- WHAT TO DO:
[a] Answer each question using the biography of Mary Ashton Rice Livermore:
(i) In what year did Mary take charge of a private school for women in Massachusetts?
(ii) Of which branch of the United States Sanitary Commission was she the architect?
(iii) In what month and year did she attend a council of the national sanitary commission at Washington?
[b] Continue the biography of Mary Ashton Rice Livermore from its final sentence.

- GIVEN TEXT:
================

Mary Ashton Rice Livermore
1820-1905
   Born in Massachusetts in1820, into a well-to- family, Mary attended a seminary until her 16th birthday.  She stayed on to teach for two more years. Mary obtained a job as a tutor on a Virginia plantation. She became a devoted abolitionist after observing the treatment of slaves. In 1842, Mary assumed charge of a private school for women in Massachusetts.  She married an Universalist minister and moved to Chicago in 1857.  Mary campaigned for Abraham Lincoln in the 1860 election.
 
   During the Civil War, she volunteered as a leading member of the United States Sanitary Commission. As architect of its Northwestern branch, she attended a council of the national sanitary commission at Washington in December 1862, organized and communicated to thousands of women in hundreds of Ladies Aid Societies.  She spent time visiting army posts and inspecting hospitals. Under her guidance, the Chicago Branch of the USSC worked to send food, clothing and medical supplies to soldiers in the field.

================

- SUPPLIED INFORMATION:

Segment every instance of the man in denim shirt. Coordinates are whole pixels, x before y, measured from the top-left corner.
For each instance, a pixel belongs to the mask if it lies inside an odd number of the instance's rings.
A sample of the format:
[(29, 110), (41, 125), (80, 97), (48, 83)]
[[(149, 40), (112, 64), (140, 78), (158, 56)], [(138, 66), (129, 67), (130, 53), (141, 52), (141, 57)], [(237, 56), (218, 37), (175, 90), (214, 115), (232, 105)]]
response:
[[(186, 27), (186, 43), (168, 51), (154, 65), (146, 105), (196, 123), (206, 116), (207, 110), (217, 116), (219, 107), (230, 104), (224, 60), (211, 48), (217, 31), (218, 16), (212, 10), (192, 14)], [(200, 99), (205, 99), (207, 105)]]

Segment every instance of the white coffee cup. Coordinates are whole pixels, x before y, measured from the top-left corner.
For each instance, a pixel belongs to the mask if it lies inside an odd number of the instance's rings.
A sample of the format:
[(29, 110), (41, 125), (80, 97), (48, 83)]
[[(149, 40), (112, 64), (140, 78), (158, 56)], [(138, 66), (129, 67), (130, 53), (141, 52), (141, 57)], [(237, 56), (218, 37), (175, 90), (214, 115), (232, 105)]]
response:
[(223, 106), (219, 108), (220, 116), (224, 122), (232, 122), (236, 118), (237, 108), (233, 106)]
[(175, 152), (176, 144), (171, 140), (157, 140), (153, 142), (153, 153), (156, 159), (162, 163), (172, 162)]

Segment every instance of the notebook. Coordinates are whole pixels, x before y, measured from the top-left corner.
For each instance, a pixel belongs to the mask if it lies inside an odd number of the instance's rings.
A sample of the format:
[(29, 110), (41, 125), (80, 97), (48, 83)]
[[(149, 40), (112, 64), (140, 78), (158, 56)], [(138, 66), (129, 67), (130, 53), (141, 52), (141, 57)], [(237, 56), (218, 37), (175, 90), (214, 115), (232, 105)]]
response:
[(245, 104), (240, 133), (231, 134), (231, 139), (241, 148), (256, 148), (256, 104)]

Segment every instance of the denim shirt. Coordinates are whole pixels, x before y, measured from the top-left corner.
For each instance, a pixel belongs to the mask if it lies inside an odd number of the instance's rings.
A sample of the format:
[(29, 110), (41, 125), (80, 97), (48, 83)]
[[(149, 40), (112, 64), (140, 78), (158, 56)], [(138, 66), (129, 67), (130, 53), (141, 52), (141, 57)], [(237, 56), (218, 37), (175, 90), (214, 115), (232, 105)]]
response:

================

- ANSWERS PROVIDED:
[a]
(i) 1842
(ii) The Northwestern branch
(iii) December 1862

[b]
    Mary had a strong relationship with Mother Bickerdyke and her Chicago home was often a haven for the weary Bickerdyke.  There, Bickerdyke would convalesce to regain strength.  Mary often followed Mother Bickerdyke into field hospitals to give her a hand in organization.  Livermore's Chicago Branch assisted the wounded after some of the war's most deadly battles, including the bloody battle at Shiloh, Tennessee.
   
    The doctors and inspectors of the Sanitary Commission were men. But the local chapters of the organization were solely made up of women like Mary Livermore. Among their other duties, these women collected blankets, food, and clothing and assembled them into care packages, trying to provide a "box a month for the soldiers." The organization and delivery of the large amount of these items was accomplished by  women who were branch leaders.
 
   The women of the Sanitary Commission also raised large sums of money to support their efforts of providing for their troops.  These funds would be used to purchase things the women could not make themselves. They organized fundraising fairs that lasted for weeks and produced thousands of dollars for supplies for the soldiers. Mary Livermore was the chief organizer of the North-Western Sanitary Fair in October 1863. This event in Chicago raised $86,000 (worth 1.54 million in 2010). President Lincoln donated his own copy of the Emancipation Proclamation, which was auctioned off at $10,000.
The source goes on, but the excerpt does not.